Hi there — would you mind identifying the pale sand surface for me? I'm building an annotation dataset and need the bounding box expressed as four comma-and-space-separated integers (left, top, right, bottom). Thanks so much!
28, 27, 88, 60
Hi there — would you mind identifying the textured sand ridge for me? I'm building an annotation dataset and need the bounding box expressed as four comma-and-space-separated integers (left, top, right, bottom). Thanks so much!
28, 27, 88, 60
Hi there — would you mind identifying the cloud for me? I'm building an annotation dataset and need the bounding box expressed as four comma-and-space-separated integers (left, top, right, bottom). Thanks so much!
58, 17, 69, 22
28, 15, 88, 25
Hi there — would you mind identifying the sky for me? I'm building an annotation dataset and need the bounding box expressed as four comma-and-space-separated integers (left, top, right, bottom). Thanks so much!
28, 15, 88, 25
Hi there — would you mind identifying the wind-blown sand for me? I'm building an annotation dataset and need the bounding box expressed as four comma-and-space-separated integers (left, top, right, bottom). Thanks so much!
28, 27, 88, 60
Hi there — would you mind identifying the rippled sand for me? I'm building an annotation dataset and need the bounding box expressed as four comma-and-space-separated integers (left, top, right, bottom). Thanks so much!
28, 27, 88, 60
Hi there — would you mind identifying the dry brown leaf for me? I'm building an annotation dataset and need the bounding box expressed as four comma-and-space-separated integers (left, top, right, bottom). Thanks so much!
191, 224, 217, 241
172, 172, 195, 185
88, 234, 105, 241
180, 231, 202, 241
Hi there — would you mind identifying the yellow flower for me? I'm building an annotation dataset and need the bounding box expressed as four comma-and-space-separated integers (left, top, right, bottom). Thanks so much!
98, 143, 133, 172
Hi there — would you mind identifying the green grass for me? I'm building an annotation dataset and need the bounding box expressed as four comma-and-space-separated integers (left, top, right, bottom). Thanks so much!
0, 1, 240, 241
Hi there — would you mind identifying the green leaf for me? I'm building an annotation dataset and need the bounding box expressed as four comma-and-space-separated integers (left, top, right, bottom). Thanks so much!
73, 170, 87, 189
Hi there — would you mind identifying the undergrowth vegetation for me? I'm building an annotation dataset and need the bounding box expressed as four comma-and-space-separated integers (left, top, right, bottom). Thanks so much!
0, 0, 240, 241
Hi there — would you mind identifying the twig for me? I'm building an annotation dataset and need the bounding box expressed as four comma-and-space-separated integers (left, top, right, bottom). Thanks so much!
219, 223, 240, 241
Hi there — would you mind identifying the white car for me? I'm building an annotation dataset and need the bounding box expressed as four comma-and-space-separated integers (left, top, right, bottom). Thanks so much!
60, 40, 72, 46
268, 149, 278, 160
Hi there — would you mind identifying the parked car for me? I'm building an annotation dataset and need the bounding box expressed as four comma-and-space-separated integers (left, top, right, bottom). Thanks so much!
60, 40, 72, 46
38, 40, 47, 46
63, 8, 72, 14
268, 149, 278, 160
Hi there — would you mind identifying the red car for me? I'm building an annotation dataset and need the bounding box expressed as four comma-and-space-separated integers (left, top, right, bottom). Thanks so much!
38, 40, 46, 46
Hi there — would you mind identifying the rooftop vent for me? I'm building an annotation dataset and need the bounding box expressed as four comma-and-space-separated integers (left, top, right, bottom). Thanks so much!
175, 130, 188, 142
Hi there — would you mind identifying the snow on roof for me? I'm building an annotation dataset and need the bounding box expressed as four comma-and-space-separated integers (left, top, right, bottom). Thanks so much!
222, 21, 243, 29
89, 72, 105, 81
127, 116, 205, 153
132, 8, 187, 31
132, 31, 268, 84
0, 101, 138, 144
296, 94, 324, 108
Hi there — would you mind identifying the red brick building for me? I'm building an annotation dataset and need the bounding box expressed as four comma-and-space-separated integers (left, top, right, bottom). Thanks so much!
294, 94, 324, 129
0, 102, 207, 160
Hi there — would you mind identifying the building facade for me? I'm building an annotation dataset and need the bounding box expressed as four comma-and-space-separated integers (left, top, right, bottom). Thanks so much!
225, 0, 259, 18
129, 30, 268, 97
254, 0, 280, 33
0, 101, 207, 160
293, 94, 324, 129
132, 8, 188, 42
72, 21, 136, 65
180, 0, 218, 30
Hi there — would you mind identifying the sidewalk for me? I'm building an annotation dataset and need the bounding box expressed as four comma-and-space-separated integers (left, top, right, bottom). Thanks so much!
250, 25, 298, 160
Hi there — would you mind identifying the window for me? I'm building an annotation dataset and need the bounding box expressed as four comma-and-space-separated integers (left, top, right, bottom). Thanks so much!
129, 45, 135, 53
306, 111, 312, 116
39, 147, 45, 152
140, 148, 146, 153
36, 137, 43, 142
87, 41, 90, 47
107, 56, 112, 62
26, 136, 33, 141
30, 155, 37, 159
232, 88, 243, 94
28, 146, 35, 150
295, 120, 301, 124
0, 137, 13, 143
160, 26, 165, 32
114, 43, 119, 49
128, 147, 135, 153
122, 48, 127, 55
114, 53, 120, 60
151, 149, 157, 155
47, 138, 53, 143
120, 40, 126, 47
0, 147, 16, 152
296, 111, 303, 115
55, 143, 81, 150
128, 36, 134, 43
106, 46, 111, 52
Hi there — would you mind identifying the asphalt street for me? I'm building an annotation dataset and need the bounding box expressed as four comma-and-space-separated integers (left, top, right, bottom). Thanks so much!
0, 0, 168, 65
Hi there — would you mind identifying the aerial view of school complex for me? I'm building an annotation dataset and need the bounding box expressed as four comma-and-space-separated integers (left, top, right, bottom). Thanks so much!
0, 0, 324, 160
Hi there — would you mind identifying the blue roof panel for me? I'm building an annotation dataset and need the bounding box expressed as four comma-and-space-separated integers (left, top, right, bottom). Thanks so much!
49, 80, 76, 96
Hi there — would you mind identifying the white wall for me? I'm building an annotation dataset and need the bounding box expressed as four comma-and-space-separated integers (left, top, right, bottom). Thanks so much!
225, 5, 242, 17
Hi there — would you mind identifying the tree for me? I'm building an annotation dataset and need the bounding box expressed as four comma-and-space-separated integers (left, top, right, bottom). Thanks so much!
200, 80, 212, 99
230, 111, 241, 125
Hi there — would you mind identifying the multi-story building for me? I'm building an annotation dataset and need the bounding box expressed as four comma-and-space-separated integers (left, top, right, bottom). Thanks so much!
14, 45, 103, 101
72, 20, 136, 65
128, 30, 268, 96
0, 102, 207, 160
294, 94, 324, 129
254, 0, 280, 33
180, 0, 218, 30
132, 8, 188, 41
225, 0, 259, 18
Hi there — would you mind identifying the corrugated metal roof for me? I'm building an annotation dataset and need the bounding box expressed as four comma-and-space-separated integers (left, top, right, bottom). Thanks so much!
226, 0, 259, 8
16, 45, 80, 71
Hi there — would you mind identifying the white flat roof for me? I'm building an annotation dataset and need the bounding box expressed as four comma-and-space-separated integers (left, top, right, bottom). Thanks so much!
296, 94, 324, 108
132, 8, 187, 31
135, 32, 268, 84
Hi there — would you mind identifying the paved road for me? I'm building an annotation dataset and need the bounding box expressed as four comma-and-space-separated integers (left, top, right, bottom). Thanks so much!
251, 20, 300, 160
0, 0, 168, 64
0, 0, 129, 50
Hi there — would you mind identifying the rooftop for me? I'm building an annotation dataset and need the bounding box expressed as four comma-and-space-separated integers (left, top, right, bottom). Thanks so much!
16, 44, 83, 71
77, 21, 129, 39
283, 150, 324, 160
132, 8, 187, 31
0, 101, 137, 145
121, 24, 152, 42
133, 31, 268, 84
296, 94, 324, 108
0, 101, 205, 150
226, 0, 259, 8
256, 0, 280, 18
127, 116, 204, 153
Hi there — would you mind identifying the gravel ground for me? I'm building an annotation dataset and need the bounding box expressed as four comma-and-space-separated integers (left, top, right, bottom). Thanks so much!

──────────────────────────────

*WORK INSTRUCTIONS*
Please copy every line above word for word, leaving out nothing and changing nothing.

*EXPECTED OUTPUT*
Hi there — would you mind identifying the pale sand surface for me? I'm building an annotation dataset and need the bounding box expressed as four comma-and-space-separated integers (left, top, right, bottom). Thanks so much!
28, 27, 88, 60
Hi there — would you mind identifying the textured sand ridge for me? I'm building an annotation dataset and need the bounding box expressed as four comma-and-space-separated integers (left, top, right, bottom). Thanks so much!
28, 27, 88, 60
Hi there — would you mind identifying the cloud for me? I'm building an annotation dataset and need the bounding box expressed as four comma-and-space-separated integers (left, top, right, bottom). Thanks so much!
58, 17, 69, 22
28, 15, 88, 25
Hi there — would you mind identifying the sky for me? I'm building an annotation dataset and need the bounding box expressed as four comma-and-space-separated integers (left, top, right, bottom). Thanks so much!
28, 15, 88, 25
Hi there — would you mind identifying the wind-blown sand for me? I'm building an annotation dataset and need the bounding box expressed as four comma-and-space-separated integers (left, top, right, bottom). Thanks so much!
28, 27, 88, 60
Hi there — would you mind identifying the rippled sand for me? I'm building an annotation dataset and need the bounding box expressed as four comma-and-space-separated integers (left, top, right, bottom). Thanks so much!
28, 27, 88, 60
Hi there — would you mind identifying the dry brown leaf for me? I'm building an annotation dataset and need the bounding box expressed as four comma-and-space-separated integers (left, top, right, bottom). Thanks so much!
191, 224, 217, 241
172, 172, 195, 185
88, 234, 105, 241
180, 231, 202, 241
Hi there — would you mind identifying the yellow flower for me? I'm building an annotation dataset and need the bounding box expressed as four comma-and-space-separated integers (left, top, right, bottom). Thanks so much!
98, 143, 133, 172
Hi there — would you mind identifying the green grass for me? I'm building an annotation dataset and need the bounding box expressed as four comma-and-space-separated integers (left, top, right, bottom). Thanks so much!
0, 1, 240, 241
Hi there — would you mind identifying the green leaf for me? I'm building an annotation dataset and need the bounding box expressed as four comma-and-space-separated integers (left, top, right, bottom). Thanks so much!
73, 170, 87, 189
Hi there — would you mind identifying the undergrowth vegetation for me? I'm building an annotation dataset and need the bounding box expressed as four comma-and-space-separated integers (left, top, right, bottom). Thanks so much!
0, 0, 240, 241
Hi there — would you mind identifying the twig for me? I'm building an annotation dataset and need the bounding box expressed as four comma-and-space-separated integers (left, top, right, bottom). Thanks so much!
219, 223, 240, 241
Hi there — would you mind identifying the white car for me? I'm building an annotation dataset and need the bounding box expressed as four comma-and-space-separated integers (left, top, right, bottom). Thanks so much!
60, 40, 72, 46
268, 149, 278, 160
Hi there — would you mind identifying the parked car for me? I'm building an annotation dataset and need the bounding box expressed as four comma-and-space-separated integers (left, top, right, bottom). Thanks so much!
60, 40, 72, 46
38, 40, 47, 46
63, 8, 72, 14
268, 149, 278, 160
Hi there — would you mind identifying the red car for me? I'm building an annotation dataset and need the bounding box expressed as four comma-and-space-separated integers (left, top, right, bottom). Thanks so much!
38, 40, 46, 46
Hi there — would you mind identifying the rooftop vent for me? I'm building an annotation dataset and need the bounding box expressed as four comma-and-space-separated integers (left, top, right, bottom). Thanks so much!
175, 130, 188, 142
Hi there — would you mind identifying the snow on roof for me? I'm building an annotation dataset and need the bounding box expressed as four comma-and-space-separated integers (left, top, right, bottom). Thanks so much!
222, 21, 243, 29
89, 72, 105, 81
127, 116, 205, 153
132, 8, 187, 31
132, 31, 268, 84
0, 101, 138, 144
296, 94, 324, 108
Hi there — would you mind identifying the red brick building for me? I'm building an annotation dataset and need the bounding box expressed as four comma-and-space-separated integers (left, top, right, bottom). Thanks so much!
294, 94, 324, 129
0, 102, 207, 160
Hi there — would you mind identifying the building facade for me? I'm building an annotation dataset and need the bounding box expressed as four comma-and-space-separated integers (left, top, right, bottom). Thanks so much!
225, 0, 259, 18
129, 30, 268, 97
254, 0, 280, 33
0, 101, 207, 160
293, 94, 324, 129
132, 8, 188, 42
72, 21, 136, 65
180, 0, 218, 30
Hi there — would you mind identifying the sidewalk for me? I'm building an annotation dataset and need the bounding box expressed as four comma-and-space-separated integers (left, top, right, bottom). Thanks so much!
250, 25, 298, 160
Hi there — would you mind identifying the window for me? I'm building an annotation dataset and need the bounding box expressed as four comma-and-space-separated integers (left, top, right, bottom). Thanks so much!
129, 45, 135, 53
306, 111, 312, 116
39, 147, 45, 152
140, 148, 146, 153
36, 137, 43, 142
87, 41, 90, 47
107, 56, 112, 62
26, 136, 33, 141
30, 155, 37, 159
232, 88, 243, 94
28, 146, 35, 150
295, 120, 301, 124
0, 137, 13, 143
160, 26, 165, 32
114, 43, 119, 49
128, 147, 135, 153
122, 48, 127, 55
114, 53, 120, 60
151, 149, 157, 155
47, 138, 53, 143
120, 40, 126, 47
0, 147, 16, 152
296, 111, 303, 115
55, 143, 81, 150
128, 36, 134, 43
106, 46, 111, 52
Hi there — would you mind identifying the asphalt street for me? I'm building an annotation dataset and need the bounding box expressed as four comma-and-space-separated integers (left, top, right, bottom). Thanks so much!
0, 0, 168, 65
Hi there — would you mind identifying the aerial view of school complex for me? I'm building an annotation dataset and need the bounding box expressed as four comma-and-space-separated integers (left, top, right, bottom). Thanks so much!
0, 0, 324, 160
Hi there — would you mind identifying the blue roof panel for me? I'm building an annotation dataset and need the bounding box expressed as four comma-and-space-separated integers (left, top, right, bottom). Thanks so much!
49, 80, 76, 96
Hi there — would you mind identifying the white wall for me? I'm building an annotation dataset and need the bounding box expressed as four comma-and-space-separated integers (left, top, right, bottom). Thanks so much!
225, 5, 242, 17
Hi there — would you mind identifying the tree for me? I'm building an annotation dataset and need the bounding box expressed as four comma-and-space-separated integers (left, top, right, bottom). Thanks so much!
200, 80, 212, 99
230, 111, 241, 125
Hi there — would you mind identifying the multi-story building for me? I'm building an annotation dataset and need the bounding box expressed as four comma-and-space-separated integers (left, top, right, bottom). Thanks so much!
14, 45, 103, 101
72, 20, 136, 65
128, 30, 268, 96
0, 102, 207, 160
294, 94, 324, 129
254, 0, 280, 33
180, 0, 218, 30
132, 8, 188, 41
225, 0, 259, 18
Hi there — would you mind identifying the corrugated metal roof for me? I'm building an annotation dataset and need the bounding box expressed as four comma-and-space-separated integers (left, top, right, bottom). Thanks so much!
226, 0, 259, 8
16, 45, 80, 71
Hi there — would you mind identifying the white flat roof for me? I'm building an annotation dataset and need the bounding box expressed as four comma-and-space-separated integers (left, top, right, bottom). Thanks so much!
296, 94, 324, 108
132, 8, 187, 31
135, 32, 268, 84
Hi there — would you mind identifying the paved road for me? I'm building an annotation dataset and need the bounding box expressed as four comma-and-space-separated integers (left, top, right, bottom). Thanks so much!
251, 20, 300, 160
0, 0, 168, 64
0, 0, 129, 50
Hi there — would you mind identifying the rooftop for me? I'm building an annotation dataset and need the bounding box expressed as four comma-and-space-separated integers (left, top, right, bottom). Thanks so much!
16, 44, 83, 71
77, 21, 129, 39
283, 150, 324, 160
132, 8, 187, 31
0, 101, 137, 145
121, 24, 152, 42
133, 31, 268, 84
296, 94, 324, 108
0, 101, 205, 150
226, 0, 259, 8
256, 0, 280, 18
127, 116, 204, 153
Hi there — would you mind identifying the gravel ground for me? I'm building an annotation dataset and need the bounding box expressed as four comma-and-space-separated integers (left, top, right, bottom). Thanks so much!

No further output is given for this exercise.